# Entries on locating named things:
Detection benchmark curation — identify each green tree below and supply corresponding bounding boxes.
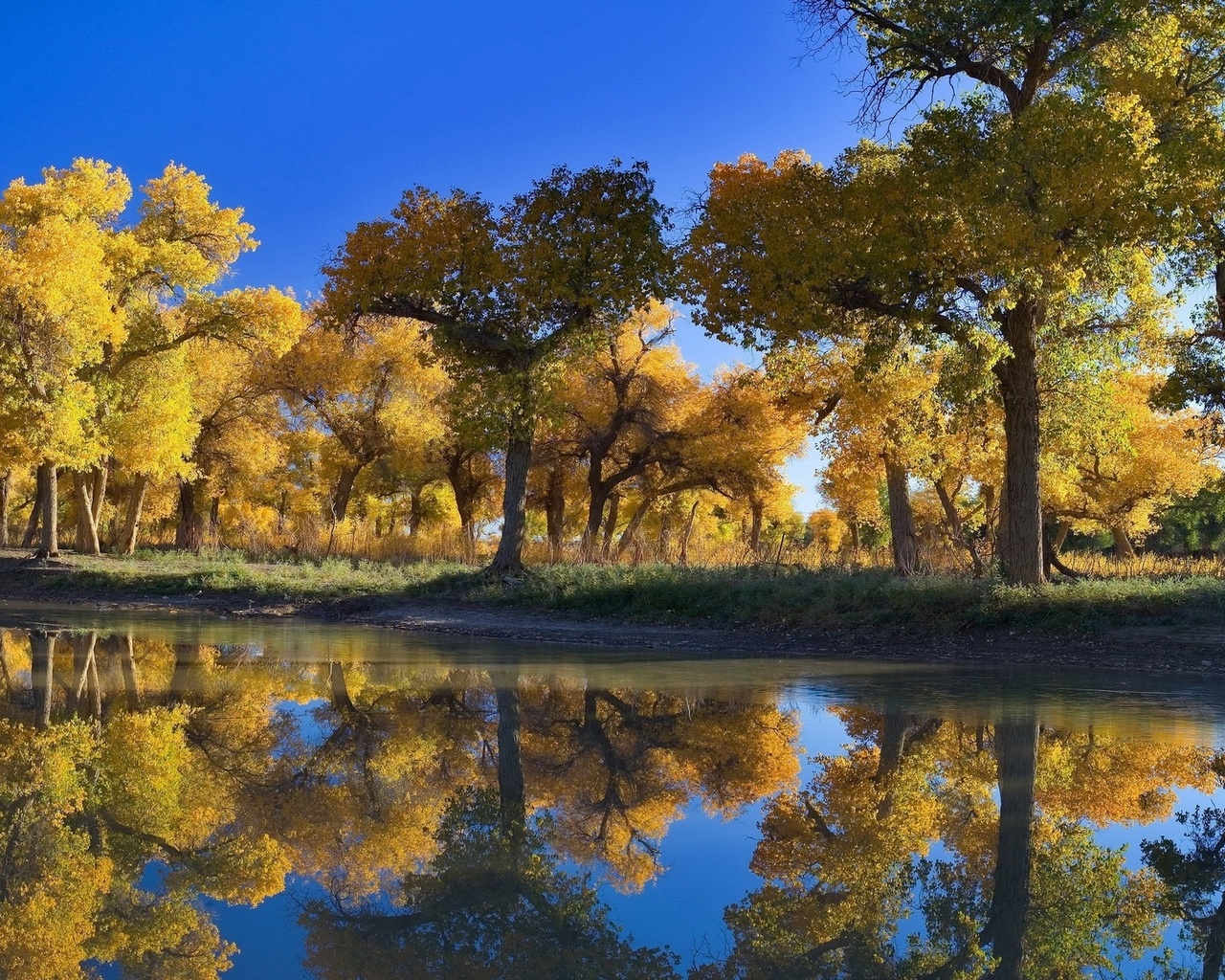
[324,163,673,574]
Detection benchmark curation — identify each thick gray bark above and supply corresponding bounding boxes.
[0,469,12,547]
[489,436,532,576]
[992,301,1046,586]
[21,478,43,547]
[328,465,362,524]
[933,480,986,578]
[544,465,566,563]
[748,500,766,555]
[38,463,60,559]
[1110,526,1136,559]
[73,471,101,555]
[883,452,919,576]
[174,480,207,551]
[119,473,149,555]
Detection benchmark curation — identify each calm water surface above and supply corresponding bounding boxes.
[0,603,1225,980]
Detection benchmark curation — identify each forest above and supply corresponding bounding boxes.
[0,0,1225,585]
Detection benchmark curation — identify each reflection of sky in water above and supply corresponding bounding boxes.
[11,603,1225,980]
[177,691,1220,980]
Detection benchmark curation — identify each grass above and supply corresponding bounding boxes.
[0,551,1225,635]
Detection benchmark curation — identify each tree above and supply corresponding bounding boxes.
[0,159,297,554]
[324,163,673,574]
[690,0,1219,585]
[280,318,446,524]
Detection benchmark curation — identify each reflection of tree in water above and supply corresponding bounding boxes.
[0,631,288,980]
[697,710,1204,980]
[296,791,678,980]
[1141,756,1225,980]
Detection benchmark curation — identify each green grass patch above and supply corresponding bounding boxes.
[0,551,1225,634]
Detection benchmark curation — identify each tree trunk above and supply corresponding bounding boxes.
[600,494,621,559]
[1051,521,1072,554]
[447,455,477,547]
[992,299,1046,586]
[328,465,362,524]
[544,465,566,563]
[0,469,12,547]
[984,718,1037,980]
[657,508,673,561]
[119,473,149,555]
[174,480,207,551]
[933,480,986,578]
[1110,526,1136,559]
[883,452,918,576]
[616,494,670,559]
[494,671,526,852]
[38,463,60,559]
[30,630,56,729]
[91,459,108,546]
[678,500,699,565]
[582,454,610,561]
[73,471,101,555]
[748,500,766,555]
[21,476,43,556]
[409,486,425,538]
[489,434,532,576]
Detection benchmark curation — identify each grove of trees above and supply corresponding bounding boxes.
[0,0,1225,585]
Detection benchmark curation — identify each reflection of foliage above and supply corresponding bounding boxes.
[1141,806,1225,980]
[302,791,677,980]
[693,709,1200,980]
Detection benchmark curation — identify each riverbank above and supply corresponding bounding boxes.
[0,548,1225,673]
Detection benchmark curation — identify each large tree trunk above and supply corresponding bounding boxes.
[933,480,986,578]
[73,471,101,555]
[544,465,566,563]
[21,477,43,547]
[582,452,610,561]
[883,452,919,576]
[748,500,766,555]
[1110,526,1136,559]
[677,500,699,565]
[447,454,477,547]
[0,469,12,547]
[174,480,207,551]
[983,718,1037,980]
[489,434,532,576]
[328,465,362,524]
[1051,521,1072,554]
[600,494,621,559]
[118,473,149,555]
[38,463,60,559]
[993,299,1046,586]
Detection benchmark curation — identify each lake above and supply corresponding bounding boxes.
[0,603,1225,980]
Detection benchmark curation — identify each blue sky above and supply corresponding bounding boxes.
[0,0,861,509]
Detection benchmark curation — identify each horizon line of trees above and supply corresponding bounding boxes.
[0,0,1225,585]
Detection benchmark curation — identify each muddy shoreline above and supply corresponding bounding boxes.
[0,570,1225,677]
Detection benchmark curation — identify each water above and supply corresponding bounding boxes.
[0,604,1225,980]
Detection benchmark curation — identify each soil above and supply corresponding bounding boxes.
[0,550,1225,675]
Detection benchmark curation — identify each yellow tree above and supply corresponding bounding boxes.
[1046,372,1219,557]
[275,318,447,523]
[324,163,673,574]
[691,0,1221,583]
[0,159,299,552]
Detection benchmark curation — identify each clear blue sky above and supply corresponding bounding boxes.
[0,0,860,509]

# Challenge:
Copy the lines again, starting at the line that contains "Detection benchmark curation — identify each forest" and stopping after the line that contains "[0,551,1225,635]". In those lines, replace "supply" with "provide" and leave everything else as it is.

# Response to this exercise:
Detection benchmark curation — identify each forest above and provide corresponding bounding boxes.
[0,0,1225,585]
Detection benchmark curation — identify each reflection of sky in water above and provide corresponding bounding boxes.
[11,603,1225,980]
[177,691,1220,980]
Detection benchmark curation — identify each grass above and provide corresponding bounding boxes.
[0,551,1225,635]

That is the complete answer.